* Exercise prompt
All lines between the one holding "Could you point out the dirt" and the end of the material below, both ends included, should be restated exactly.

* Source information

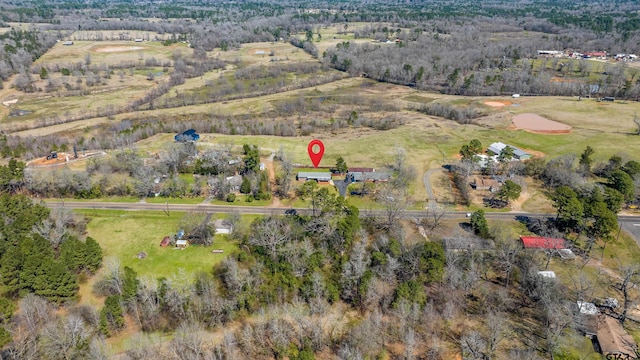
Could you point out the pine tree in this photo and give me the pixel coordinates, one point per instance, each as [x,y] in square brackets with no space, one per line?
[245,188]
[10,268]
[479,224]
[93,255]
[56,283]
[72,254]
[111,316]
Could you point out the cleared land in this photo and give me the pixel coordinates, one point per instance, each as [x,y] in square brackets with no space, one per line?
[125,234]
[537,123]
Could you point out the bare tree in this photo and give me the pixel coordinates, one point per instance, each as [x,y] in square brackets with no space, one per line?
[189,342]
[65,338]
[143,346]
[498,329]
[630,278]
[271,233]
[506,252]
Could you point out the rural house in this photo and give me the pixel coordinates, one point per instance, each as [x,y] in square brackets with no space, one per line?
[372,176]
[222,226]
[538,242]
[518,154]
[317,176]
[165,241]
[483,184]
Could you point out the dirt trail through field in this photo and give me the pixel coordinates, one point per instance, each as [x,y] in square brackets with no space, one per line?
[275,201]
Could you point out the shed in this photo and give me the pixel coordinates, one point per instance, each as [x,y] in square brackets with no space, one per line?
[222,226]
[234,181]
[538,242]
[317,176]
[181,244]
[368,176]
[518,154]
[165,241]
[547,274]
[481,183]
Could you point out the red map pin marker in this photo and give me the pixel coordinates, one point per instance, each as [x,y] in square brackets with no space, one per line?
[316,157]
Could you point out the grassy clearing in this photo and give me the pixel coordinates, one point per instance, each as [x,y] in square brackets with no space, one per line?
[123,235]
[185,200]
[109,52]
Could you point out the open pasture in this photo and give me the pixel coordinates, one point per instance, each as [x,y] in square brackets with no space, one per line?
[109,52]
[124,235]
[263,53]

* Response
Could you point out the dirt trail through field in this photo and give me the pixel coordinates, one point per instance, each as [x,y] in square brackets with no space, one per line?
[275,201]
Could you point out the shed in this photo and give me the pixel coordinates, one point per instance, each as [x,y] in square brackets with no space, one per line?
[222,226]
[234,181]
[538,242]
[317,176]
[181,244]
[368,176]
[518,154]
[165,241]
[547,274]
[481,183]
Could you point out the red map pin marker in this photo and give me the pixel coordinates, one point per instance, each as [x,y] in square brackets with no space, one per line?
[316,157]
Could you point out the grassy clearing in this photo and give me the pixel coordinates, one point per instance, each as [x,y] in square brackets with no space, one per line?
[123,235]
[185,200]
[109,52]
Could you point out the open pasture in this photo and give me the pixel coordinates, one point per instance, each as [x,y] in square brackets with no space, one per line?
[109,52]
[124,235]
[263,53]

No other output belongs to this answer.